───── 原始数据 ─────

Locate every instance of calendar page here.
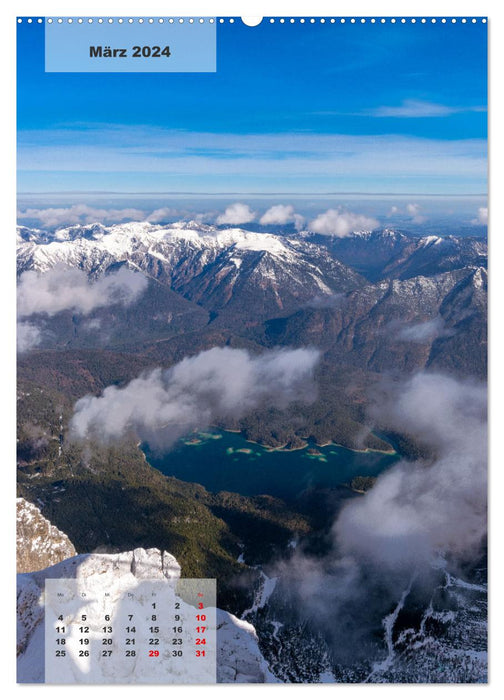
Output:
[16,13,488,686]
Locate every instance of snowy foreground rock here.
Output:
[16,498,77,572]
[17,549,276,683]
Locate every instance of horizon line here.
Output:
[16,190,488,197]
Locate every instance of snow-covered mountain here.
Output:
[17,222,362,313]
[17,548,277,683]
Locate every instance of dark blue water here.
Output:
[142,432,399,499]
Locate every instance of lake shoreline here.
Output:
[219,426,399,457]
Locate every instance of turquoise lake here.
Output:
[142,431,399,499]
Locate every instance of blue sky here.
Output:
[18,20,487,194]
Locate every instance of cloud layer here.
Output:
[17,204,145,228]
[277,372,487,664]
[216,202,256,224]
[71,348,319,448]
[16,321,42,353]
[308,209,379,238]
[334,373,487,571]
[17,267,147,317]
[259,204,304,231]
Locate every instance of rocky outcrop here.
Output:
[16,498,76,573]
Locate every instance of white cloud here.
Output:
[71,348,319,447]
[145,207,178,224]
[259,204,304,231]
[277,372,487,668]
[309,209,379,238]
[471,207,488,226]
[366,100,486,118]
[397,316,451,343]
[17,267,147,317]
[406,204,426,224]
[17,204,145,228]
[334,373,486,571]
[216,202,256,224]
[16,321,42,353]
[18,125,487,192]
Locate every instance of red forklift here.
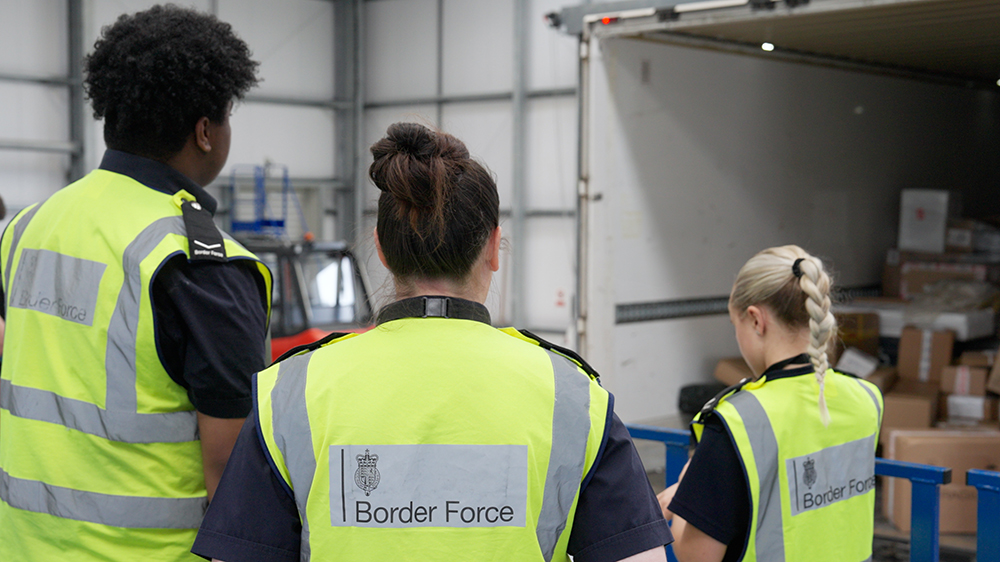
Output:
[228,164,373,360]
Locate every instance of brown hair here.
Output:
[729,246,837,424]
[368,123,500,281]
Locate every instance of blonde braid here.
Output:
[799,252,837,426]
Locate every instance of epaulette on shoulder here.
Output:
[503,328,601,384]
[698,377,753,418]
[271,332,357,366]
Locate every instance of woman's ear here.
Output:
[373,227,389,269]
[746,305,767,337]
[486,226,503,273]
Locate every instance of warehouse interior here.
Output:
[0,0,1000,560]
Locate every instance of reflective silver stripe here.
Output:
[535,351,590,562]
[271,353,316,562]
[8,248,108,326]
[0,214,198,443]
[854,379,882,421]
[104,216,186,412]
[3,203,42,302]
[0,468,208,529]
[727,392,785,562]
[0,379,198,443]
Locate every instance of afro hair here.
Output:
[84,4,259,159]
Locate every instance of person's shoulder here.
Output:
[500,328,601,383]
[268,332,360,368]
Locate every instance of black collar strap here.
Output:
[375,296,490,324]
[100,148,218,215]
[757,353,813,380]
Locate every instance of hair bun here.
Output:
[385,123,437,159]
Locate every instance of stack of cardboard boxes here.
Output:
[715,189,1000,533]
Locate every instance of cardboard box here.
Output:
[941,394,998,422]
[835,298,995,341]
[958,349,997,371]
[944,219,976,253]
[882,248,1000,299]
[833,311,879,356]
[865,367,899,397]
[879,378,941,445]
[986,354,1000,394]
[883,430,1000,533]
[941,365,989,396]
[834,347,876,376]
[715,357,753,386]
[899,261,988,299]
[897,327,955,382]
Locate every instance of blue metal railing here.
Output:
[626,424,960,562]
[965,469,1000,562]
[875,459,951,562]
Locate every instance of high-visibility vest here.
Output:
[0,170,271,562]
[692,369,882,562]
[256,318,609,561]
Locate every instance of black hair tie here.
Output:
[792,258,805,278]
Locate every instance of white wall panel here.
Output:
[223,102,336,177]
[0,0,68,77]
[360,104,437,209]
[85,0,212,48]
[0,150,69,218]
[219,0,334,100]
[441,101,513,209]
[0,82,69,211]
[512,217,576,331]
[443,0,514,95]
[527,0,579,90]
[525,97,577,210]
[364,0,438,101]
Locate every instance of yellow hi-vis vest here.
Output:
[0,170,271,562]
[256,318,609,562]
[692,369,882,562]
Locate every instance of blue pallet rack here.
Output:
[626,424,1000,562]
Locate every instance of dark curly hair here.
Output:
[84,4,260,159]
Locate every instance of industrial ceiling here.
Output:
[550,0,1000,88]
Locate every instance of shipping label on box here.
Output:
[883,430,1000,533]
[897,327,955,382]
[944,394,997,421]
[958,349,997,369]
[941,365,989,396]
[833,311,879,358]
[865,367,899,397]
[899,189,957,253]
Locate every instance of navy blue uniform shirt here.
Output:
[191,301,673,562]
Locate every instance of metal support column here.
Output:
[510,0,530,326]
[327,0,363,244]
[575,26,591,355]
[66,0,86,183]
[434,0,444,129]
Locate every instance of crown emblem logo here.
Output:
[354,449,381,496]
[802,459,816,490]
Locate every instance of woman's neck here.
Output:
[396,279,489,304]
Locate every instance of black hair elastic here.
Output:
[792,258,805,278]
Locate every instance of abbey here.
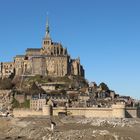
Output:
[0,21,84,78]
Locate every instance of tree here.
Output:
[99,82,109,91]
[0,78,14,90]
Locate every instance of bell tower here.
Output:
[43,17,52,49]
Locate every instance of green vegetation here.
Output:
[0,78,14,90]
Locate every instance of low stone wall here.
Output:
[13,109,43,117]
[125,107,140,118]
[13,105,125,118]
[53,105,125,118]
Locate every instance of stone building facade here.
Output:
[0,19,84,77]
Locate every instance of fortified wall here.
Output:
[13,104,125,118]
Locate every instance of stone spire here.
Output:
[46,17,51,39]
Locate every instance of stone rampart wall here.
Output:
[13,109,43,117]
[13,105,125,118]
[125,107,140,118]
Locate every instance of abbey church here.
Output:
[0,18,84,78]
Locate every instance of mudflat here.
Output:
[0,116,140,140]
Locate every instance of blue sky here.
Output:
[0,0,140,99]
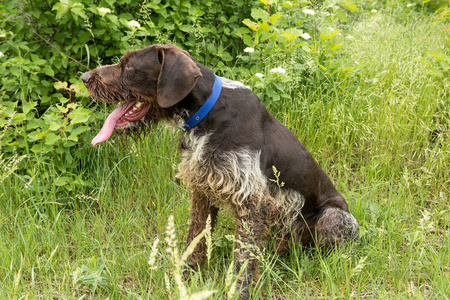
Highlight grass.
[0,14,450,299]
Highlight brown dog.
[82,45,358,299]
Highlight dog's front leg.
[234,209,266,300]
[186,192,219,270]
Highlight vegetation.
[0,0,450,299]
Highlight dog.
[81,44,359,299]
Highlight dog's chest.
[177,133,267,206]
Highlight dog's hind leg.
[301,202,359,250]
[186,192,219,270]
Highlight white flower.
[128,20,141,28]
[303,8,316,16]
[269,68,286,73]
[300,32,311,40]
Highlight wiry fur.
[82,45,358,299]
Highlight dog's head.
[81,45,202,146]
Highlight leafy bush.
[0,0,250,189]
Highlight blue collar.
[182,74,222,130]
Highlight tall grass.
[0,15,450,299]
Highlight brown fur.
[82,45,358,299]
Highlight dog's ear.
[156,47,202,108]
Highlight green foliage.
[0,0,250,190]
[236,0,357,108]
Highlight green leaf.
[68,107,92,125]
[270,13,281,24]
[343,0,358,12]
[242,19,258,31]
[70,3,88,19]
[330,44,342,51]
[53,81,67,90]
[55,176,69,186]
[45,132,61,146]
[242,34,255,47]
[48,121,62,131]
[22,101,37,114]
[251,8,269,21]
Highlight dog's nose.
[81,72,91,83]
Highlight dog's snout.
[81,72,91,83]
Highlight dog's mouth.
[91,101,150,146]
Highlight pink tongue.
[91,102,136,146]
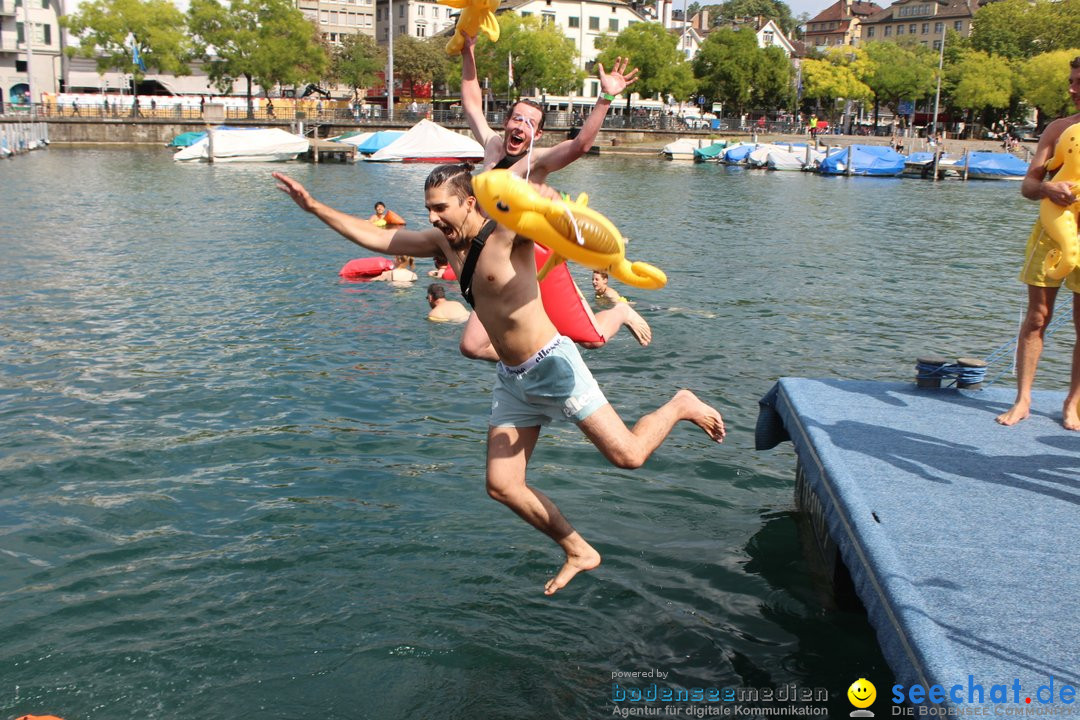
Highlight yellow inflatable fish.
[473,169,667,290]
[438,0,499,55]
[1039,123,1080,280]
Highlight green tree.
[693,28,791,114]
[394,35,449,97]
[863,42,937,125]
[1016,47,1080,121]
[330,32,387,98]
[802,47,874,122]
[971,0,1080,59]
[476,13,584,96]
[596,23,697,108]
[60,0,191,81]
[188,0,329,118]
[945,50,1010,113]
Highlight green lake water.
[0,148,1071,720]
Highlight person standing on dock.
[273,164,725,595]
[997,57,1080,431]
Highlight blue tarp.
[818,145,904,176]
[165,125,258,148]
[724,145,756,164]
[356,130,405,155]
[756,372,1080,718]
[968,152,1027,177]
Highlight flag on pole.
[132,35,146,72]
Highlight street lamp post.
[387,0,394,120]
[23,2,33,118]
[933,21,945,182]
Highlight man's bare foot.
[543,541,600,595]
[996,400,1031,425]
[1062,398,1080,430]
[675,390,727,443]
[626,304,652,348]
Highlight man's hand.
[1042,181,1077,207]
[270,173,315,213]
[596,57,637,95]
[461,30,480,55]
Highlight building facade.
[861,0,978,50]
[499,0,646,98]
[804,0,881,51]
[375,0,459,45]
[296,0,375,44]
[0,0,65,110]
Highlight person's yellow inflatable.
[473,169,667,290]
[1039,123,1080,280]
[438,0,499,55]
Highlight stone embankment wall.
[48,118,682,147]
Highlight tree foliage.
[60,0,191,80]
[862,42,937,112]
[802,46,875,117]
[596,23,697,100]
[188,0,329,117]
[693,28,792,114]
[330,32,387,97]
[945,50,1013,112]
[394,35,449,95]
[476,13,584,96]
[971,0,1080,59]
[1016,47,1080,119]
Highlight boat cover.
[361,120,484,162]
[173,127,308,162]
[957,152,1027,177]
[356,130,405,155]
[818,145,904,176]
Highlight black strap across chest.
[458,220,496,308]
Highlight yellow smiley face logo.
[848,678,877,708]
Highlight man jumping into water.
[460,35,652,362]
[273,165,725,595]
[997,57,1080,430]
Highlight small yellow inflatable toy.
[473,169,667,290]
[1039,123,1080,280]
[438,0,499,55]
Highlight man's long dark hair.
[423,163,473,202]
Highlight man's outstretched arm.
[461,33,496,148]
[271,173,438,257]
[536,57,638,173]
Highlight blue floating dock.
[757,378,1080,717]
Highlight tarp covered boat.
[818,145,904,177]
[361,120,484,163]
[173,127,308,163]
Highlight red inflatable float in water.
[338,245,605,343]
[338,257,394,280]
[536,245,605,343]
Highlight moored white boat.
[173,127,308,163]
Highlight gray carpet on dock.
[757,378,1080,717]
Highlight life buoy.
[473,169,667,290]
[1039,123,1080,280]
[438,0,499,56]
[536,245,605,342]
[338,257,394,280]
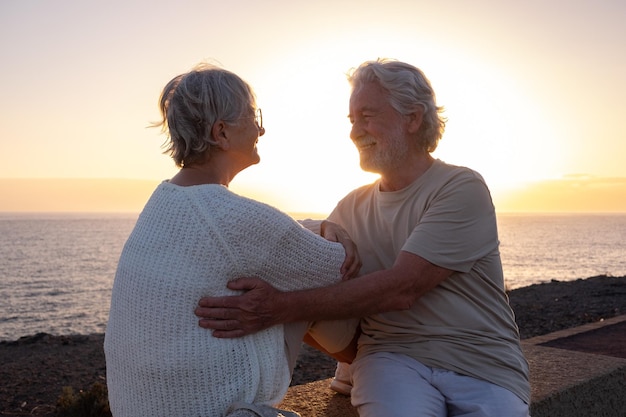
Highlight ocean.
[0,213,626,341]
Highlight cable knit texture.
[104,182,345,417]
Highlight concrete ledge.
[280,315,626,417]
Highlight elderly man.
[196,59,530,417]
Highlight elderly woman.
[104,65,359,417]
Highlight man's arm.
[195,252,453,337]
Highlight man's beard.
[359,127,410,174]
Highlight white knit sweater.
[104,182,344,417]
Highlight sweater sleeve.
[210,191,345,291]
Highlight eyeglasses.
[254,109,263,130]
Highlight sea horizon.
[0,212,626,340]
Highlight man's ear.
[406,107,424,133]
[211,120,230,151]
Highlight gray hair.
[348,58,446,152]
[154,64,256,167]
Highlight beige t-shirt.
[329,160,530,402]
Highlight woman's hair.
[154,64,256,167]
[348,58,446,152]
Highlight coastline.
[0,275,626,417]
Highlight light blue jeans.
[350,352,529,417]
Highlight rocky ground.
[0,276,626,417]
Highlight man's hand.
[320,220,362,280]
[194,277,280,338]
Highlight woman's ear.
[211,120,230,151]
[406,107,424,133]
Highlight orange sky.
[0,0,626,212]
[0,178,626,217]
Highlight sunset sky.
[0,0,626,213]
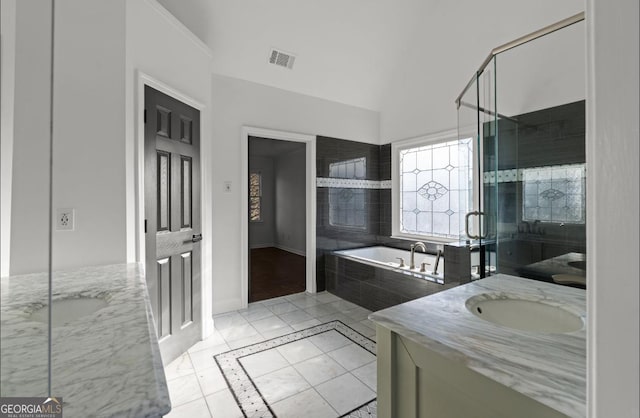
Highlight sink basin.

─────

## 任务要求
从包含“Highlight gray carpet on dock.”的那一行开始，到数据结尾为止，把这些行原样重写一遍，首尾两行都包括在内。答案中不要放入图片。

## 完整答案
Highlight gray carpet on dock.
[757,378,1080,717]
Highlight life buoy.
[473,169,667,290]
[1039,123,1080,280]
[438,0,499,56]
[536,245,605,342]
[338,257,394,280]
Highlight ocean.
[0,213,626,341]
Highlight cable knit texture.
[104,182,345,417]
Highlight concrete ledge.
[280,315,626,417]
Highlight elderly man.
[196,59,530,417]
Highlight elderly woman.
[104,65,359,417]
Highlight man's arm.
[195,252,453,337]
Highlight man's beard.
[359,127,410,174]
Highlight white knit sweater.
[104,182,344,417]
Highlight sweater sleeve.
[210,191,345,291]
Highlight eyeglasses.
[254,109,263,130]
Highlight sea horizon.
[0,212,626,340]
Highlight man's ear.
[406,107,424,133]
[211,120,230,151]
Highlight gray hair.
[348,58,446,152]
[154,64,256,167]
Highlight beige t-shirt.
[329,160,530,402]
Highlight woman's hair.
[154,64,256,167]
[348,58,446,152]
Highlight coastline.
[0,275,626,417]
Highlight light blue jeans.
[350,352,529,417]
Highlight rocky ground.
[0,276,626,417]
Highlight man's hand.
[320,220,362,280]
[194,277,280,338]
Highlight woman's ear.
[211,120,230,151]
[406,107,424,133]
Highlight orange sky.
[0,0,626,212]
[0,178,626,217]
Highlight sunset sky.
[0,0,626,213]
Highlight sink basin.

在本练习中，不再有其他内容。